Please rescale the part of the material below that opens with the line containing "tree canopy in the photo above." and runs through the end, giving only those lines and keeping the requests unchanged. Multiply every point coordinate in the answers by 0.65 and round to whole numbers, with halves rounded up.
━━ Data provided ━━
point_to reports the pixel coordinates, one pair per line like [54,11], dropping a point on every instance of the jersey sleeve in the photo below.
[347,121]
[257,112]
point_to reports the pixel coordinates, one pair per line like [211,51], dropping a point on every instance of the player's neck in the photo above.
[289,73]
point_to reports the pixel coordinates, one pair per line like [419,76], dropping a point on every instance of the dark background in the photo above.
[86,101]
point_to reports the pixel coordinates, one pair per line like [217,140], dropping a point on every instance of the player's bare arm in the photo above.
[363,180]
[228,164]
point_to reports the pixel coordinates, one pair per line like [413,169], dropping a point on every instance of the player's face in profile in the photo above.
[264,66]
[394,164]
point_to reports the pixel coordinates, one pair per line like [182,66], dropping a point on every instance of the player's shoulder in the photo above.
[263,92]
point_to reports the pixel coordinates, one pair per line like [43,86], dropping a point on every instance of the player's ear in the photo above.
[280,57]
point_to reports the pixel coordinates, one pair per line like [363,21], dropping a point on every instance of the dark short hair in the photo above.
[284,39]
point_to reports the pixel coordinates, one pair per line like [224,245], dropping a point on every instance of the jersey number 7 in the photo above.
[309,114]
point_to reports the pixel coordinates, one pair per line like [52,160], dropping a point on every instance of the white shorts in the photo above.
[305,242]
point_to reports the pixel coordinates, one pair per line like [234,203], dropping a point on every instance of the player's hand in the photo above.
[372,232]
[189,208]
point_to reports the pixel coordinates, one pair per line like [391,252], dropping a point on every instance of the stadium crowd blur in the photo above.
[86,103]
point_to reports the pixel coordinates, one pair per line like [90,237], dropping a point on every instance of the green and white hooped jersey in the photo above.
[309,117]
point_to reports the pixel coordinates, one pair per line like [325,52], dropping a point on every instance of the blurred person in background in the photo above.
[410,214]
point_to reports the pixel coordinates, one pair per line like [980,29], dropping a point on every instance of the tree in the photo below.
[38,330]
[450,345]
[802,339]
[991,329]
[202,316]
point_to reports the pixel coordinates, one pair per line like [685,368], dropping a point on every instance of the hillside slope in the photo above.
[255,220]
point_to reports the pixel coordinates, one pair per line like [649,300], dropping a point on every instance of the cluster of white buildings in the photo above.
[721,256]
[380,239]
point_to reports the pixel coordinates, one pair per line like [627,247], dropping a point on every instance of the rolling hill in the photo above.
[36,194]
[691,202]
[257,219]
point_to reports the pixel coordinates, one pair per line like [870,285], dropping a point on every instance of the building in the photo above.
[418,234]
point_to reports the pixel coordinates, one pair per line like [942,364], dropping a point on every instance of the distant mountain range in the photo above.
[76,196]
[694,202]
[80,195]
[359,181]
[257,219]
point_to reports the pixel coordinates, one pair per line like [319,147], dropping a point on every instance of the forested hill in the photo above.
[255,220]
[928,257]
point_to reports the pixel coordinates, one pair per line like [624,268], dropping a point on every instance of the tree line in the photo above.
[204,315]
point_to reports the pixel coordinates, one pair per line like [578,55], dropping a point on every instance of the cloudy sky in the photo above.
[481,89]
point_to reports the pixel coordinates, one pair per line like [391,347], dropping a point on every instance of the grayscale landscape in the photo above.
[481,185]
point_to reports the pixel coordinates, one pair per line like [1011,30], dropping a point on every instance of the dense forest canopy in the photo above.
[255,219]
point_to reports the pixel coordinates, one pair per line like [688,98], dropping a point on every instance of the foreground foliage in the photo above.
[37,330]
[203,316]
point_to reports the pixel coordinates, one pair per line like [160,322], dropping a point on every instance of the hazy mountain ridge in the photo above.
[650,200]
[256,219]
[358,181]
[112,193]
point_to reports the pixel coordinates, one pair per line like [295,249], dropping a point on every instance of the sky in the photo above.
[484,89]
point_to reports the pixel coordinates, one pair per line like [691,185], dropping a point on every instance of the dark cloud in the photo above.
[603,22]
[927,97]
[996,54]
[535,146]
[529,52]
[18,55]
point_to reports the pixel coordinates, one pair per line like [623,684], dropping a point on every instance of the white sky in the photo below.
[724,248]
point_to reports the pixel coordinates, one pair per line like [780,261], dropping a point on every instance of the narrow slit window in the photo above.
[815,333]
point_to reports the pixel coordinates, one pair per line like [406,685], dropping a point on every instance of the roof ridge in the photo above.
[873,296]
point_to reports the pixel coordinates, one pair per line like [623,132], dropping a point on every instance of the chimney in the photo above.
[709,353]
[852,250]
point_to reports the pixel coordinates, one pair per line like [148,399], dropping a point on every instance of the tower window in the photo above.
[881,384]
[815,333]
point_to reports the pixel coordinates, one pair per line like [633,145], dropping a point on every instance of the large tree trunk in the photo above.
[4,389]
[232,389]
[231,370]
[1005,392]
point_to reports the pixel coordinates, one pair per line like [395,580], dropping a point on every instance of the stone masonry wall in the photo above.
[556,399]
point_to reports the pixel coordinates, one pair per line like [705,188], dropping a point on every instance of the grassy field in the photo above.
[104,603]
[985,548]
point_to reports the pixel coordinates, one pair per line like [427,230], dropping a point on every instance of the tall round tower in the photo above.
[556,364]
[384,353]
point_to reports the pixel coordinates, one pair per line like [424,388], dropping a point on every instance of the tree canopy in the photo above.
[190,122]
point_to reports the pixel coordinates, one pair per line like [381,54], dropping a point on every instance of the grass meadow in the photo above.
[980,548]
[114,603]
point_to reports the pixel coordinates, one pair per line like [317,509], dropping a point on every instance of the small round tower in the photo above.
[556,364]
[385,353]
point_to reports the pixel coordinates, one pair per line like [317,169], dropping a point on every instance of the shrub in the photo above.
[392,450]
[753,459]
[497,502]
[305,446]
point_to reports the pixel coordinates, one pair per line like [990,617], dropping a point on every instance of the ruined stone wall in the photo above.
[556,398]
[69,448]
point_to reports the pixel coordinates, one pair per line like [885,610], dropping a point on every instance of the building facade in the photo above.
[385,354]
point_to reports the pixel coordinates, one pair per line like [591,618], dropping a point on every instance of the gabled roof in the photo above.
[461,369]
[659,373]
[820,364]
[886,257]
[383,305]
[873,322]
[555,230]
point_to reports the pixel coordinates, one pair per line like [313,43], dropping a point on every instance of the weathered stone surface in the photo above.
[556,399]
━━━
• [Written response]:
point_to reports the pixel coordinates, one pair per line like [424,388], dropping a point on every instance of the tree canopy in the photo above.
[124,79]
point_to reports the pixel coordinates, one pair per line like [381,54], dropping a point on every instance of the grass meadow in the photo above.
[637,356]
[74,392]
point_to reports the pixel coordinates, one pair per line like [317,509], dropping a point on every instance of the small round tower in the photo above.
[361,237]
[250,229]
point_to reports the pixel coordinates, one pair per line like [317,169], dropping a point on every instance of the shrub in the photo above.
[255,293]
[489,298]
[323,326]
[198,290]
point_to reports the pixel coordinates, one pair per line like [990,617], dropping a point on every instance of the ruined stone wall in the photo above.
[361,259]
[45,291]
point_to reports the pixel coordinates, one pair per line like [885,610], dropping a point on every instance of the building facade in the photo above.
[250,230]
point_to reports the pixel coordinates, one pair per line like [591,618], dropping a point on every instance of the gabled roof in the photo above.
[300,240]
[428,242]
[533,237]
[576,167]
[249,198]
[567,209]
[361,150]
point_to reports the pixel coordinates, one pair per line like [313,43], dropping a point on every instance of the weathered stone surface in the photo above.
[361,259]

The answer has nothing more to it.